* GOAL OF THE EXERCISE *
Produce an exact copy of the lines from the line containing "pixel 38 10." through the last line of the entries below, and only those lines.

————————

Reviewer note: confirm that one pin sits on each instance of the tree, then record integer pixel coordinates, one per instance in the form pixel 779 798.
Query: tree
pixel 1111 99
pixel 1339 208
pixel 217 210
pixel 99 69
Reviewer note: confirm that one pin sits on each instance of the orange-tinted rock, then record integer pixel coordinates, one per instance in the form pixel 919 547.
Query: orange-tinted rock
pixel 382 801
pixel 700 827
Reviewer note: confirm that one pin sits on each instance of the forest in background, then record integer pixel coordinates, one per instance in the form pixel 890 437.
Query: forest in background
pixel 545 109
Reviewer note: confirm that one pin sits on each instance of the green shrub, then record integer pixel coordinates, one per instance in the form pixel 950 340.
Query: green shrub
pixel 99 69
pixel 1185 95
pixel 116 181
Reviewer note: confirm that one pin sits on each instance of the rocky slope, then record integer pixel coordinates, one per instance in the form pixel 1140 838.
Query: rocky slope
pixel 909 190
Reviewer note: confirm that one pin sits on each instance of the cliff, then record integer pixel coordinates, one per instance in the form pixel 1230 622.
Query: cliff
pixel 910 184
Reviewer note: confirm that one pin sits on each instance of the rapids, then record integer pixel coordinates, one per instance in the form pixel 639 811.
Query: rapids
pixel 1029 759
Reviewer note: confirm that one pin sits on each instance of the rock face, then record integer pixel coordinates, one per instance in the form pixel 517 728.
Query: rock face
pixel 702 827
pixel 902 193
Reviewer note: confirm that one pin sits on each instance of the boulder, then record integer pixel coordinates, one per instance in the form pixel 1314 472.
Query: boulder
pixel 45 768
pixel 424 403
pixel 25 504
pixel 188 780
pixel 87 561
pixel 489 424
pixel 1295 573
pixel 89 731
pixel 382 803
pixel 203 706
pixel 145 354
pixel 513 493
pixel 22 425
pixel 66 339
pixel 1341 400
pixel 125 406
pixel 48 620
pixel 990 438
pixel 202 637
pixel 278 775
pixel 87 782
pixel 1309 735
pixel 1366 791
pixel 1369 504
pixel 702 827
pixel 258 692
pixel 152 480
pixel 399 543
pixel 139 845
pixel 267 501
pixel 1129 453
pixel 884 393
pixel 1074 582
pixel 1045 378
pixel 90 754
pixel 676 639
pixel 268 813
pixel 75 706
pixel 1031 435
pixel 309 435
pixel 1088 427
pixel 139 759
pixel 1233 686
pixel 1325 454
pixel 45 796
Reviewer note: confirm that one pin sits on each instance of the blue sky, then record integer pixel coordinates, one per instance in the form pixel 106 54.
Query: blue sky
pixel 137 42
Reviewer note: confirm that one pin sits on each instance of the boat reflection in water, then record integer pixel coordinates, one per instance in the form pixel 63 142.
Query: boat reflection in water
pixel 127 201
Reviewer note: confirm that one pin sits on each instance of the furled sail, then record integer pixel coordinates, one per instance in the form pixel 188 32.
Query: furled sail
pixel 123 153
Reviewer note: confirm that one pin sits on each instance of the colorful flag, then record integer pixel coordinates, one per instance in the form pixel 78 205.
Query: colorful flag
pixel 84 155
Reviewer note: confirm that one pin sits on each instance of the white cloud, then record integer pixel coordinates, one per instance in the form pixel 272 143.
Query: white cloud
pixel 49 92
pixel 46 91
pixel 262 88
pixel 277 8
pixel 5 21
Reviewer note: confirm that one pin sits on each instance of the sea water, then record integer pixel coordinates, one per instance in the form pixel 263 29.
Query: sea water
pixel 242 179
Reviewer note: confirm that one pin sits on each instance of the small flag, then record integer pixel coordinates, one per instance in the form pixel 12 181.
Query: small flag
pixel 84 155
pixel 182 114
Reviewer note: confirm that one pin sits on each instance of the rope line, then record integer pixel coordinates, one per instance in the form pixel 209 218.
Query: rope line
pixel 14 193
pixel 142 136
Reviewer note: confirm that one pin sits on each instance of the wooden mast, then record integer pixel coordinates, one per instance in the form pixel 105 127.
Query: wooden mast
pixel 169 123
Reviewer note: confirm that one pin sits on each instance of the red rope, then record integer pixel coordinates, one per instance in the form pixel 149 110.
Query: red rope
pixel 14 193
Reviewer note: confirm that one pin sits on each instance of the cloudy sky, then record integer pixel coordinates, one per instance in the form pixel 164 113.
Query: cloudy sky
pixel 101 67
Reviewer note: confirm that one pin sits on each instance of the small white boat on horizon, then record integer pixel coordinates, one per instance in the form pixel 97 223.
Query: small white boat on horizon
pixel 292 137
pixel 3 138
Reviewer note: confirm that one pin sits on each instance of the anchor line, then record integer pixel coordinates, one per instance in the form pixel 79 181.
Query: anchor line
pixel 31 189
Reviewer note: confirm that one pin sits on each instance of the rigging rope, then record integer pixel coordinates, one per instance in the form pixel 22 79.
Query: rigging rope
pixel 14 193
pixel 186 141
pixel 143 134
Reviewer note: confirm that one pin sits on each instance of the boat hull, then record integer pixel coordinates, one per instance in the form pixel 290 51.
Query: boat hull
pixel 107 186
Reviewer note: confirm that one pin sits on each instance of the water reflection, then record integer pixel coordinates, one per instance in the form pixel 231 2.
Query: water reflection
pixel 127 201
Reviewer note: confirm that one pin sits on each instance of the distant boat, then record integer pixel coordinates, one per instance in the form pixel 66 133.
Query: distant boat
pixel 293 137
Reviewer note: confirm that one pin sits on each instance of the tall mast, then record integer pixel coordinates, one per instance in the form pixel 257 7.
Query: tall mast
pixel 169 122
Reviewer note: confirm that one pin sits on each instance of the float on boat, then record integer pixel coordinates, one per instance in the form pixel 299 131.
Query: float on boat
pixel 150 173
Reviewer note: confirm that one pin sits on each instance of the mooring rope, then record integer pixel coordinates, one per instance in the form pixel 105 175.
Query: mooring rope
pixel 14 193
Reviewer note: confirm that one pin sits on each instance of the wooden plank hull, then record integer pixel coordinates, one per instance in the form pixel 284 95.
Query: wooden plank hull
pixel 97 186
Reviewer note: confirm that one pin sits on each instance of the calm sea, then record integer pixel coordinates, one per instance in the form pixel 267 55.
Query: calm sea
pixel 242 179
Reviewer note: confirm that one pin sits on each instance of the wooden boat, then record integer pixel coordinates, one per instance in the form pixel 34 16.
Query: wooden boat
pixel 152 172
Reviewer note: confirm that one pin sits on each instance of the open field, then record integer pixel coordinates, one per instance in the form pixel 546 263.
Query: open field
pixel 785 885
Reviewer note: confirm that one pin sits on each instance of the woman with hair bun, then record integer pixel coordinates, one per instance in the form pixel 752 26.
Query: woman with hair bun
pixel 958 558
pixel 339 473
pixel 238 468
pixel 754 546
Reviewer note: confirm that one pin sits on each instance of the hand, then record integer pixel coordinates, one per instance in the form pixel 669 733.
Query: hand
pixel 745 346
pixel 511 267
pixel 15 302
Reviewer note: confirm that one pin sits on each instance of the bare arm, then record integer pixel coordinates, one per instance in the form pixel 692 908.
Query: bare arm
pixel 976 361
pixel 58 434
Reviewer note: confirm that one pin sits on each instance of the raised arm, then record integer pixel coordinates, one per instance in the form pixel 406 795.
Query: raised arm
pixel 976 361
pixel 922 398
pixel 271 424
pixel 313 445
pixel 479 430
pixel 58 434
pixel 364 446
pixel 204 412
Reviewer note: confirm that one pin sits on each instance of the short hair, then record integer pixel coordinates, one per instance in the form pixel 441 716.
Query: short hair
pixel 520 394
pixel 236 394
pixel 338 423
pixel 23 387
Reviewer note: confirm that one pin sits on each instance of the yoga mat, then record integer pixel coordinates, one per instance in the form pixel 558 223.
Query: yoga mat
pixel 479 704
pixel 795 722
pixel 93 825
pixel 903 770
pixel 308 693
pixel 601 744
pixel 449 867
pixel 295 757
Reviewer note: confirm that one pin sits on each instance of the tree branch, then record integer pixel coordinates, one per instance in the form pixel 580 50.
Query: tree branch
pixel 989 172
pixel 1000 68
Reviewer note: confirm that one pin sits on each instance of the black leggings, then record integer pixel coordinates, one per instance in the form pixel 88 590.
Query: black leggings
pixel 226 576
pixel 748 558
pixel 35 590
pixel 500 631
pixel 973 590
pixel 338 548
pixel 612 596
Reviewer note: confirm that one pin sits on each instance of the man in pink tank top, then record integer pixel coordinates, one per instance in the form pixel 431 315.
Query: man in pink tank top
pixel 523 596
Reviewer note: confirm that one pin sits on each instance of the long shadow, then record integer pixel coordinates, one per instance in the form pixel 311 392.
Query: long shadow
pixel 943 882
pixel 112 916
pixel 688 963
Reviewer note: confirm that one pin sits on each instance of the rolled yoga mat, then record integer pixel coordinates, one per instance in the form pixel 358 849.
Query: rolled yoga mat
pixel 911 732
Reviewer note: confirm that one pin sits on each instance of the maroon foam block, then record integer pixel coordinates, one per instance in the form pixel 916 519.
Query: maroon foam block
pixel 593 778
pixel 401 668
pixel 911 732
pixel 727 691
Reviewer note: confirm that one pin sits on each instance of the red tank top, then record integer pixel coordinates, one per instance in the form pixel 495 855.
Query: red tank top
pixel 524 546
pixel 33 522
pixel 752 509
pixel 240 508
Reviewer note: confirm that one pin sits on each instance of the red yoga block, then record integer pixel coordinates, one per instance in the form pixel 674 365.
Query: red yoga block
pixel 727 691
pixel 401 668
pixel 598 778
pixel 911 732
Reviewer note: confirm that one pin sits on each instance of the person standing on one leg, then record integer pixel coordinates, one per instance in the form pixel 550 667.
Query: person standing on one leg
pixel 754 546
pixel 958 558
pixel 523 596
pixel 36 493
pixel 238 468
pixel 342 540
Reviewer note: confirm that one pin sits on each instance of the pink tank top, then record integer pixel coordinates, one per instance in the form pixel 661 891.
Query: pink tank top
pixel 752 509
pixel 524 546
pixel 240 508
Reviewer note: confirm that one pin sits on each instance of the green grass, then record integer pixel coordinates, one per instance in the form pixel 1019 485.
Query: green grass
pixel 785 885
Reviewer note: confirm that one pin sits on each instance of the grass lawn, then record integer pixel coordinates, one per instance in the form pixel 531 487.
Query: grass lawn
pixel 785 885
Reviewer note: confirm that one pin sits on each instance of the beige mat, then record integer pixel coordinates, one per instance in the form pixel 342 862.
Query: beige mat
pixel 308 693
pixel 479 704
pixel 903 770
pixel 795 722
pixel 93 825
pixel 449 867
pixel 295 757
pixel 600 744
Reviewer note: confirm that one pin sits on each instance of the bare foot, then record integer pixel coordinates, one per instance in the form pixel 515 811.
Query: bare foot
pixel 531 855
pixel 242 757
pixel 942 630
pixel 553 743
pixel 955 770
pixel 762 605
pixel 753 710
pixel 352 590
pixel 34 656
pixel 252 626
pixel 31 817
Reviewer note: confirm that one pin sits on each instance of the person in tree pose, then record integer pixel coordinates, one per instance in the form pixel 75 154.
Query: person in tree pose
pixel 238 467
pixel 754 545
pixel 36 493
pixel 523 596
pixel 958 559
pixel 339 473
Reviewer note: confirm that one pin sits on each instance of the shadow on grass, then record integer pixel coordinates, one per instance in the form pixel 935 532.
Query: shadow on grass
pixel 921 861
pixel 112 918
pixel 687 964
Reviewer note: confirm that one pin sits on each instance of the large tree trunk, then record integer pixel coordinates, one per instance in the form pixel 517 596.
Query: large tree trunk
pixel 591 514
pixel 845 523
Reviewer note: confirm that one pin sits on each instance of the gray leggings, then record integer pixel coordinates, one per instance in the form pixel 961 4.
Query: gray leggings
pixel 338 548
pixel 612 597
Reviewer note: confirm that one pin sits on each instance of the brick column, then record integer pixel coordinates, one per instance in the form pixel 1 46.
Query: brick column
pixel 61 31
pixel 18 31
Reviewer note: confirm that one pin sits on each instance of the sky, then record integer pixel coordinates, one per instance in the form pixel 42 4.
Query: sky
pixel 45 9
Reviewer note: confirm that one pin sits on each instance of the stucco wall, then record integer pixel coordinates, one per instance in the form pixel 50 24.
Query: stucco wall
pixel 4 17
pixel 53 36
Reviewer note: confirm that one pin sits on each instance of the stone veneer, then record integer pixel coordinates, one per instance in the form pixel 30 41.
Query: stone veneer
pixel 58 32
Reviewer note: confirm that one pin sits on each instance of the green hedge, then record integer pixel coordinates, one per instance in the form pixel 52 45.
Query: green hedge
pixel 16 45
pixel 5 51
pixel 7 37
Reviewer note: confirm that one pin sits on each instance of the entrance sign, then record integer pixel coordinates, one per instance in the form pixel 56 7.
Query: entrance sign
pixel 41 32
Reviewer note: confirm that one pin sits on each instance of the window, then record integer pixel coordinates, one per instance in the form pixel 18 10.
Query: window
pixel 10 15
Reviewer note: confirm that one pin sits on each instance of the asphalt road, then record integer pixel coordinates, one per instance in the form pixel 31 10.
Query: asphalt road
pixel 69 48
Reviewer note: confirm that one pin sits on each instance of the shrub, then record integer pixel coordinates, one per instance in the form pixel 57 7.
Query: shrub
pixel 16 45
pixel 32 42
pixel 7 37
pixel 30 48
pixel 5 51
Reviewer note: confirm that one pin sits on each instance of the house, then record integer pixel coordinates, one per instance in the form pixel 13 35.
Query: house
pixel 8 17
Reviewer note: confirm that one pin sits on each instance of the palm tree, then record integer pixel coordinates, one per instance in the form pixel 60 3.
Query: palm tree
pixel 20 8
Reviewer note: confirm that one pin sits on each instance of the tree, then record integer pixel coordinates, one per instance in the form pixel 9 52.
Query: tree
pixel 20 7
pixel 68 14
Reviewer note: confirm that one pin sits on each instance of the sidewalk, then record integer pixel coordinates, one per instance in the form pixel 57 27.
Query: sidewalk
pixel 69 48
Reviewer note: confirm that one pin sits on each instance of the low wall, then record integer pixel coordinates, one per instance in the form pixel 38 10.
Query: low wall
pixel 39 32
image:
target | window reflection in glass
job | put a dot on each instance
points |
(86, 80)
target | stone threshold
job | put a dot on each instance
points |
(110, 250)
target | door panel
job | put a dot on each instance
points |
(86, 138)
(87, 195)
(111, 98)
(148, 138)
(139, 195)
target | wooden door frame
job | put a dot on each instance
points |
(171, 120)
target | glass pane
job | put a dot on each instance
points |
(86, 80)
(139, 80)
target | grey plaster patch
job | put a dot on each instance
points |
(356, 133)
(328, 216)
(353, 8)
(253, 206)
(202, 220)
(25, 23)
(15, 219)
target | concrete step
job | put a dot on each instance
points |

————————

* EXERCISE OUTPUT *
Reviewer note: confirm that one pin sits on each instance of the low wall, then record integer pixel coordinates, one per instance in the form pixel 38 10.
Query: low wall
pixel 39 32
image:
target | window reflection in glass
job | put a dot on each instance
points |
(86, 80)
target | stone threshold
job | put a dot on each instance
points |
(110, 250)
target | door panel
job | put a dot on each instance
points |
(86, 138)
(87, 195)
(111, 98)
(148, 138)
(139, 195)
target | wooden door frame
job | put a dot on each instance
points |
(171, 120)
target | glass pane
job | put a dot on each instance
points |
(86, 80)
(139, 80)
target | grey plaster patch
job | put a dot on each instance
points |
(356, 133)
(328, 216)
(353, 8)
(253, 206)
(202, 220)
(25, 23)
(15, 219)
target | concrete step
job | put a dot on each instance
points |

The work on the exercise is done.